TEXT EXCERPT:

Good thing I have a lot more than just myself to think about. Good thing I have a worthwhile purpose to live for. Good thing I have a lot of people to support me and pray for me in the work I do. Good thing I'm trusting God, most of the time...or do I do enough of that?

Actually all too often I start thinking everything's up to me alone and I forget that it's God doing the work and I just have to follow along. How comforting when God brings me back, when I remember that I can relax - when I don't need to be as stressed.

Often lately I've felt overwhelmed, which is actually - I think - just a symptom of depression. There's my own Living Room group to look after. And then there's the greater Living Room movement, a movement that is growing. Exciting, eh? And yet it's a huge responsibility, especially for someone dealing with such fluctuations in "mood, energy, and thinking." If only I had only one of those responsibilities to deal with - the group or the movement - life would be easier to manage. Or would it?

I love my group. I love leading devotional times. I love being there for individuals as they go through struggles. The relationships I develop are priceless. And God is very much in those relationships. I feel His presence in the love I share with those people. I could never give up my group or its people.

DATASET EXTRACT:
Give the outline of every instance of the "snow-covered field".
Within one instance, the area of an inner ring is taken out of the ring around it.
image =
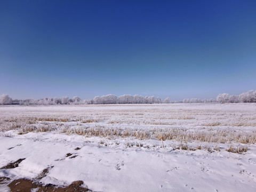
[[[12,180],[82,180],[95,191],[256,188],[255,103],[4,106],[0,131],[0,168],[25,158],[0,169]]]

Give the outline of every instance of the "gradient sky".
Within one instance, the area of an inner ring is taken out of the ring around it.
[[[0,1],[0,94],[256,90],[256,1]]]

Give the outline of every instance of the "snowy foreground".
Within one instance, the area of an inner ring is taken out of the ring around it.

...

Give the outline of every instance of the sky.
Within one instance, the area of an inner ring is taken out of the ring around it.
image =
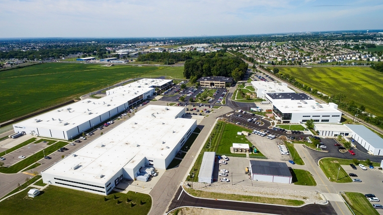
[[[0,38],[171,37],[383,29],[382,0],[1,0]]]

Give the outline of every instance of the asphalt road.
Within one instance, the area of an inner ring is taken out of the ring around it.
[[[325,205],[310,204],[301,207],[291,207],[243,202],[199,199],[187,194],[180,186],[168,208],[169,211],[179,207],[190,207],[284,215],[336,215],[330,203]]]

--

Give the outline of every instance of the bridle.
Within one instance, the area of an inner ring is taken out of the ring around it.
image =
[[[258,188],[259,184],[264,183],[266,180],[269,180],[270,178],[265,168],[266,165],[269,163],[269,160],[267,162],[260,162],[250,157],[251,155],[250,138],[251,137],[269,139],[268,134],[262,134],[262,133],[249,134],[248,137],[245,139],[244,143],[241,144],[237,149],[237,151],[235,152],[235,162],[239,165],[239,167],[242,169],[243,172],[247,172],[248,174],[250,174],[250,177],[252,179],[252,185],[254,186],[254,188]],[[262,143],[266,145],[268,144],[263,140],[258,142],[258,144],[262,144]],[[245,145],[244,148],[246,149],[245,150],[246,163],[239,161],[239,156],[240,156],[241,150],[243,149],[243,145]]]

YOUR GOAL:
Rewrite the passage of the faith reflection starting at "I love my group." and ending at "or its people.", replacing "group" with "circle".

EXERCISE ANSWER:
I love my circle. I love leading devotional times. I love being there for individuals as they go through struggles. The relationships I develop are priceless. And God is very much in those relationships. I feel His presence in the love I share with those people. I could never give up my circle or its people.